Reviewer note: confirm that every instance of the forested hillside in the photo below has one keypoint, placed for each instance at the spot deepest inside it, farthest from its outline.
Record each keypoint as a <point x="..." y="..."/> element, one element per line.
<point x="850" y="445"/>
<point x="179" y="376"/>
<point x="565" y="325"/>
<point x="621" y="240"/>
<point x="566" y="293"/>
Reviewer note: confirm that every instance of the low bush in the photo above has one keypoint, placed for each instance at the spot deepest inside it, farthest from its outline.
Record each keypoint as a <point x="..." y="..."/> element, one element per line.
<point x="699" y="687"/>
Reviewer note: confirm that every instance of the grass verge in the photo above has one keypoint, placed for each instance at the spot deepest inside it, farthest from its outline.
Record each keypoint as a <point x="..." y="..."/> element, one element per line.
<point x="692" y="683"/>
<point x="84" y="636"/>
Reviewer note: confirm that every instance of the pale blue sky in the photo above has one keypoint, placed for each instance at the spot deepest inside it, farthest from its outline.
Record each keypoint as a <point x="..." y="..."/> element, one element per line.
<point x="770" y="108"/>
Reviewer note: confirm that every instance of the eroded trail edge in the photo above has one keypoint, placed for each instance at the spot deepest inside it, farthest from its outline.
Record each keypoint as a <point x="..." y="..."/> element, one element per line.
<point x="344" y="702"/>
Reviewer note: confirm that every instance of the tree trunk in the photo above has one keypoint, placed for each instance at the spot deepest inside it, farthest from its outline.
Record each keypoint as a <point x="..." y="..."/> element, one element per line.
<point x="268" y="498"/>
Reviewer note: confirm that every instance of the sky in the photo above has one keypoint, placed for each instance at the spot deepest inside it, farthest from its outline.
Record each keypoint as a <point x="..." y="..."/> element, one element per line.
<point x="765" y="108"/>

**INSTRUCTIONS TO FOLLOW**
Set out every line of the material above as a numbered list, omitting any blank lines.

**ANSWER TO THE EXERCISE**
1. Reviewer note: confirm that every instance of the forested hillside in the photo below has one keypoint, placed for each instance at the spot deepest inside it, farthest from its outline.
2. Record each keypoint as a <point x="..." y="..."/> element, one element per line.
3. <point x="850" y="445"/>
4. <point x="179" y="376"/>
5. <point x="565" y="325"/>
6. <point x="621" y="240"/>
7. <point x="566" y="293"/>
8. Reviewer note: confirm that every instance of the low bush in the photo above has one keypoint, placed for each instance at the spot deepest inside it, farthest from its outline.
9. Record each keypoint as a <point x="..." y="..."/> element, one element per line.
10. <point x="699" y="687"/>
11. Reviewer note: confirm that every instance of the grass verge in the photo above has one keypoint, placed for each instance at the spot deepest inside it, farthest from its outline.
12. Record each keypoint as a <point x="..." y="..."/> element, one element per line.
13. <point x="692" y="683"/>
14. <point x="84" y="636"/>
15. Reviewer note: confirm that every instance of the pale blue sky in the photo above has one keypoint, placed for each instance at the spot deepest inside it, farthest from its outline.
16. Record each keypoint as a <point x="..." y="..."/> element, one element per line.
17. <point x="770" y="108"/>
18. Reviewer note: confirm that every instance of the eroded trail edge in the photo above has one keypoint, placed for each instance at the spot deepest inside it, farthest from its outline.
19. Record each keypoint as a <point x="..." y="..."/> element, one element per line.
20. <point x="344" y="702"/>
21. Reviewer note: confirm that every instance of the tree trunk in the photo above has one keypoint, placed for each instance at the spot deepest inside it, farthest from its outline.
22. Record each keypoint as a <point x="..." y="..."/> element, one element per line.
23. <point x="268" y="498"/>
24. Reviewer note: confirm that every instance of the sky in the photo above has one keypoint, placed for each instance at the spot deepest inside it, farthest from its outline.
25. Record each keypoint as a <point x="..." y="..."/> element, one element per line.
26. <point x="765" y="108"/>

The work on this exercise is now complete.